[BEGIN INPUT]
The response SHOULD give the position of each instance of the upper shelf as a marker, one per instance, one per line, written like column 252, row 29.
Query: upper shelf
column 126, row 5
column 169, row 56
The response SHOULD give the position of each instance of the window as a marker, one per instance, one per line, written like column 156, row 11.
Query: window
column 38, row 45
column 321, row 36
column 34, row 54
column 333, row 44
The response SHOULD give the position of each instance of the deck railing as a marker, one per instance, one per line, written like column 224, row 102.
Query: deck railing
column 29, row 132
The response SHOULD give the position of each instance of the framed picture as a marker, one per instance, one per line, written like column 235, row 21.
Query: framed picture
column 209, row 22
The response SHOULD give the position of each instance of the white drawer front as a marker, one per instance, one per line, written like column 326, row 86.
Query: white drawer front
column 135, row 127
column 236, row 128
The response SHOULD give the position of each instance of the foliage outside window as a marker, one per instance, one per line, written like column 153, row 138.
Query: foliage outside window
[END INPUT]
[BEGIN INPUT]
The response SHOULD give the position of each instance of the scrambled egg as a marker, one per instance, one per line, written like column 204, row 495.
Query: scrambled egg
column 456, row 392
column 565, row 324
[END INPUT]
Count the lines of the records above that contain the string "Query", treating uppercase and lowercase letters as distinct. Reply with the number alone.

- TASK OUTPUT
7